- **Request A**:
Transcribe the part of the installation guide that opens with the words "When compatibility packages" and closes with "for new code.".
---*---
Choose a starting package set

For a minimal install:

pip install ginext

For Gio support:

pip install ginext ginext-gio

For GTK applications:

pip install ginext ginext-gio ginext-gtk

If you are working from this repository, the optional dependency groups are also exposed as extras in the project metadata:

pip install "ginext[gio]"
pip install "ginext[gio,gtk]"

Python version

This project currently targets Python >=3.14, so the first installation check is making sure you are using a supported interpreter.

Verify the environment

After installation, verify that imports work:

python -c "from ginext import GLib; print(GLib)"
python -c "from ginext import Gio; print(Gio.File)"
python -c "from ginext import Gtk; print(Gtk.Button)"

Use the last two only if you installed the corresponding namespace packages.

When compatibility packages matter

If you need the older gi.repository compatibility layer rather than the native ginext API, install the compat package separately instead of assuming the core package provides it by default.

That path belongs in migration scenarios, not as the default recommendation for new code.

Working from this checkout

In this repository, the normal development flow uses uv and the workspace packages:

uv sync
uv run python -c "from ginext import Gio, Gtk; print(Gio.File, Gtk.Button)"

That is the quickest way to get a local docs or examples workflow running from source.
---*---
- **Request B**:
In the records below, restate word for word the part that opens with the line containing "For every instance of the green" and closes with the line containing "x=253, y=201", both lines included. Leave the pictures out of your answer.

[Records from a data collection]
---*---
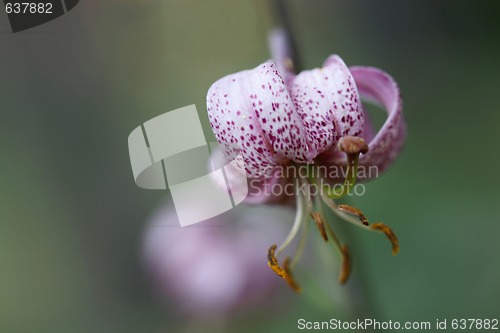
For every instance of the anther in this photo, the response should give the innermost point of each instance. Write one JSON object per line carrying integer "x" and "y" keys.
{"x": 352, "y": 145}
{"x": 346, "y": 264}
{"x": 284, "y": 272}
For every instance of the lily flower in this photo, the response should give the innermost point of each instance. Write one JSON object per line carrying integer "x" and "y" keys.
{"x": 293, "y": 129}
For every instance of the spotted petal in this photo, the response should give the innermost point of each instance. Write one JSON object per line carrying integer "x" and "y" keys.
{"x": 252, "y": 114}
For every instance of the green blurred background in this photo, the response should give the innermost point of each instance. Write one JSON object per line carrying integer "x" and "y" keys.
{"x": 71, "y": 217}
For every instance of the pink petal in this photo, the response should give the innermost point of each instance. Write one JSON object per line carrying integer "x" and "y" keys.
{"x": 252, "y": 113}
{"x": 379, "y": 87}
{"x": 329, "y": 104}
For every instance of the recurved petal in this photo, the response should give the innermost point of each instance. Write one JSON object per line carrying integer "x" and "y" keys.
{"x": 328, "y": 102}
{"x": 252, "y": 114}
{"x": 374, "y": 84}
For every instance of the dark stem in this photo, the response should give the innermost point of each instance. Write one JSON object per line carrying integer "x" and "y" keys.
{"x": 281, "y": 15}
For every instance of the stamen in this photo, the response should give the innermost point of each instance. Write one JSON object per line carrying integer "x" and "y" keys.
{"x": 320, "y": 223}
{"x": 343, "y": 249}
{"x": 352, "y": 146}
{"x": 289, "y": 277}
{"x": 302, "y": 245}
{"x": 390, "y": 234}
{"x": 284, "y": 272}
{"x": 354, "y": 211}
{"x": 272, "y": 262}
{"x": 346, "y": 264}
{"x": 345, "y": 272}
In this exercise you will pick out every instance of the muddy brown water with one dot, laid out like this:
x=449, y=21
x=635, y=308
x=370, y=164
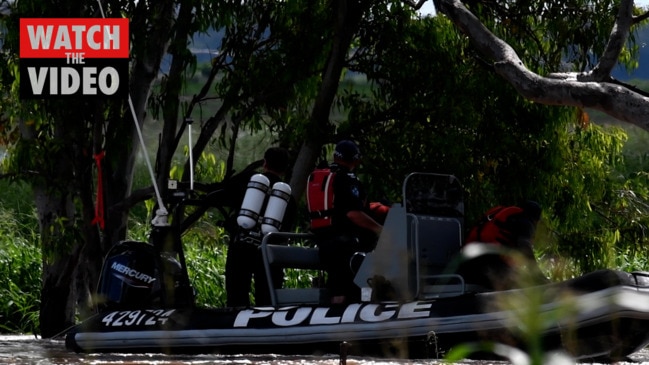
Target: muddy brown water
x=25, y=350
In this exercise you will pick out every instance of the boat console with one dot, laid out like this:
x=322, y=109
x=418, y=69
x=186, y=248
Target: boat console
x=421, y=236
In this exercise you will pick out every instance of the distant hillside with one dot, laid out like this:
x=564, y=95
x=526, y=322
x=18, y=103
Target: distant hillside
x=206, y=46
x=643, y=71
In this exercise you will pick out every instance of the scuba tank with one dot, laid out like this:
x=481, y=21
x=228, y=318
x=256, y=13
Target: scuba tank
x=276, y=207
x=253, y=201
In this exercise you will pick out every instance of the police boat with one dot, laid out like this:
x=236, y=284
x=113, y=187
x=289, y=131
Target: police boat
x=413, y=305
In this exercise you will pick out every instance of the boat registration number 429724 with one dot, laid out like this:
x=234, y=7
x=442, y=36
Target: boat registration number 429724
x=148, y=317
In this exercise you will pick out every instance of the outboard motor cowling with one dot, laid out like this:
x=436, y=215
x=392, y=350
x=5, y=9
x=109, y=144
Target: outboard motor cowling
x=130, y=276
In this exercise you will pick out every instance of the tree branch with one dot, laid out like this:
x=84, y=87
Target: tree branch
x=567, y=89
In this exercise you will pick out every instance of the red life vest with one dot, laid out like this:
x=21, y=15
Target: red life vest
---*---
- **Complete answer A**:
When compatibility packages matter

If you need the older gi.repository compatibility layer rather than the native ginext API, install the compat package separately instead of assuming the core package provides it by default.

That path belongs in migration scenarios, not as the default recommendation for new code.

- **Complete answer B**:
For every instance of the green blurred background in this photo, the response should give the innermost point of each instance. Write one JSON object per line carrying integer "x" and "y" keys.
{"x": 71, "y": 217}
For every instance of the pink petal in this photo, the response should give the innermost point of each instance. Write one JSON object per line carrying integer "x" and "y" keys.
{"x": 252, "y": 113}
{"x": 379, "y": 87}
{"x": 329, "y": 104}
For every instance of the recurved petal in this photo, the response should give the innermost point of each instance. Write one JSON object per line carrying integer "x" and "y" keys.
{"x": 328, "y": 102}
{"x": 252, "y": 114}
{"x": 374, "y": 84}
For every instance of the dark stem in this photo, the response should give the innermost point of each instance. Write one JSON object per line carrying integer "x" and "y" keys.
{"x": 281, "y": 15}
For every instance of the stamen in this photo, the response should give the innermost point of each instance. Write one JSON object per line carrying integer "x" and "y" keys.
{"x": 320, "y": 223}
{"x": 343, "y": 249}
{"x": 352, "y": 146}
{"x": 289, "y": 277}
{"x": 302, "y": 245}
{"x": 390, "y": 234}
{"x": 284, "y": 272}
{"x": 354, "y": 211}
{"x": 272, "y": 262}
{"x": 346, "y": 264}
{"x": 345, "y": 272}
In this exercise you will pick out every instance of the muddy brown water with one dot, laid out like this:
x=449, y=21
x=635, y=308
x=370, y=164
Target: muddy brown water
x=25, y=350
In this exercise you will pick out every instance of the boat console with one dot, laid out like this:
x=322, y=109
x=418, y=69
x=186, y=248
Target: boat console
x=421, y=236
In this exercise you will pick out every instance of the distant hillside with one dot, laid out like this:
x=564, y=95
x=526, y=322
x=18, y=103
Target: distant hillside
x=206, y=46
x=643, y=71
In this exercise you will pick out every instance of the scuba tank with one dot, laid out like this:
x=481, y=21
x=228, y=318
x=256, y=13
Target: scuba tank
x=276, y=207
x=253, y=201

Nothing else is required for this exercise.